EXTRACT:
What about the gut microbiome of ordinary people who exercised every week compared to nonactive couch potato types?

More importantly, could someone change and improve their personal gut microbiome by exercising?

Researchers started comparing the gut bacteria of different groups of ordinary people. They found differences in the types and numbers of bacteria among physically active persons compared to those who led a non-active (sedentary) lifestyle. Exercisers had a healthier gut microbiome, with more types and numbers of beneficial bacteria, and nonactive persons had more bacteria species linked to poor health and diseases. Active persons tended to eat more fruits, vegetables, and fiber than sedentary persons, but studies in both humans and animals confirmed that exercise alone also alters gut bacteria.

Health Promoting Beneficial Bacteria

A study by Dr.Bressa and colleagues found differences in gut bacteria between active women (they exercised at least 3 hours per week) and those that were not active. They found that the active women had more of the health promoting beneficial bacteria such as Faecalibacterium prausnitzii, Roseburia hominis, and Akkermansia muciniphila than the sedentary women. The sedentary women also had some bacterial species not seen in the active women. The researchers said that exercise "modifies the composition of gut microbiota" (the pattern of gut microbes) in a way beneficial for health.

ACTIVITIES:
**A.** Translate this sentence from the gut microbiome passage into Spanish: "More importantly, could someone change and improve their personal gut microbiome by exercising?"
**B.** Sum up the gut microbiome passage in two sentences.
**C.** In the gut microbiome passage, substitute "inactive" for "sedentary" and write out the text starting at "More importantly, could" and ending at "alters gut bacteria.".

PROVIDED DATA:
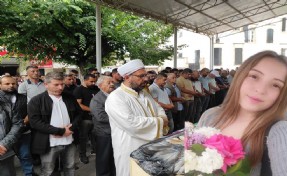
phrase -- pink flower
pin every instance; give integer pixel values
(231, 149)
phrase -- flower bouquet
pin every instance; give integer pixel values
(209, 153)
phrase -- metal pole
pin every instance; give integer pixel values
(175, 48)
(211, 52)
(98, 37)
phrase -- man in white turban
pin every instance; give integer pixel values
(134, 116)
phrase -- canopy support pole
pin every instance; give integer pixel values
(175, 48)
(98, 38)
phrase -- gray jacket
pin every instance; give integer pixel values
(10, 124)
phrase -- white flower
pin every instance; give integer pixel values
(210, 161)
(207, 131)
(190, 161)
(188, 125)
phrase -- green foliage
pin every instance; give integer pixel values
(241, 168)
(198, 149)
(65, 30)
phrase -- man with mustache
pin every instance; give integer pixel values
(13, 109)
(135, 117)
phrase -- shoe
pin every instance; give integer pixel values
(93, 153)
(36, 161)
(84, 159)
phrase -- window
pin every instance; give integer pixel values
(269, 35)
(238, 56)
(283, 24)
(217, 56)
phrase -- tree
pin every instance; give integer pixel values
(65, 31)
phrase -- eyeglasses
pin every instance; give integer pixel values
(141, 76)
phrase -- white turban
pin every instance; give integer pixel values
(130, 67)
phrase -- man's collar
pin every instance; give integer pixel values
(129, 90)
(30, 82)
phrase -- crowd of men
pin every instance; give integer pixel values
(45, 121)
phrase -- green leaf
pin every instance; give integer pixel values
(243, 166)
(197, 149)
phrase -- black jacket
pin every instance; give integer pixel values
(10, 123)
(39, 113)
(100, 117)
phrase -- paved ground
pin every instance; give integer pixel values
(84, 169)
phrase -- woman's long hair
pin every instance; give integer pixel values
(253, 136)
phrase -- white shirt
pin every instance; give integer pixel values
(59, 118)
(197, 86)
(160, 94)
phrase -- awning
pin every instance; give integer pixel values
(208, 17)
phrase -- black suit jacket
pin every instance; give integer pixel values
(39, 113)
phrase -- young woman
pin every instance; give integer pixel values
(256, 102)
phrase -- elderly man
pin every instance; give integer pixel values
(135, 117)
(84, 95)
(116, 77)
(18, 102)
(69, 84)
(54, 118)
(105, 165)
(10, 124)
(33, 85)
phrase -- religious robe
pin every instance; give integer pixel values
(135, 120)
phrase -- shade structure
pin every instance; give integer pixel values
(207, 17)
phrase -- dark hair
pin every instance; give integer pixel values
(74, 71)
(54, 75)
(88, 76)
(68, 75)
(5, 76)
(151, 72)
(173, 70)
(90, 70)
(186, 70)
(115, 70)
(164, 71)
(161, 75)
(31, 66)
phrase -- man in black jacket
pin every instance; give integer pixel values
(18, 103)
(10, 125)
(84, 94)
(54, 118)
(105, 165)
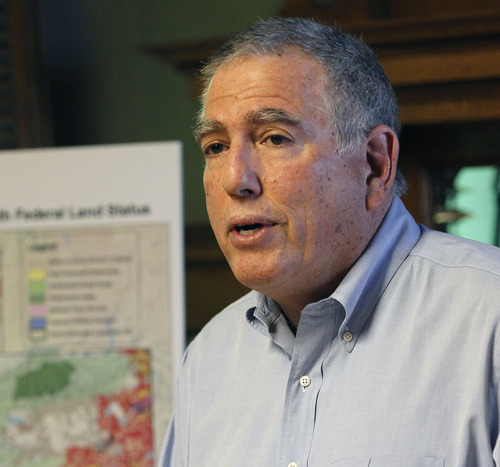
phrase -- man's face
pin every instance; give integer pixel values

SOLUTIONS TO THE EXERCISE:
**A.** Más importante aún, ¿podría alguien cambiar y mejorar su microbioma intestinal personal haciendo ejercicio?

**B.** Researchers who compared ordinary people found that those who exercised had a healthier gut microbiome than sedentary people, and studies in humans and animals confirmed that exercise alone changes gut bacteria. In one study, active women had more health-promoting bacteria than sedentary women, so the researchers concluded that exercise changes the makeup of gut microbes in a way that is good for health.

**C.**
More importantly, could someone change and improve their personal gut microbiome by exercising?

Researchers started comparing the gut bacteria of different groups of ordinary people. They found differences in the types and numbers of bacteria among physically active persons compared to those who led a non-active (inactive) lifestyle. Exercisers had a healthier gut microbiome, with more types and numbers of beneficial bacteria, and nonactive persons had more bacteria species linked to poor health and diseases. Active persons tended to eat more fruits, vegetables, and fiber than inactive persons, but studies in both humans and animals confirmed that exercise alone also alters gut bacteria.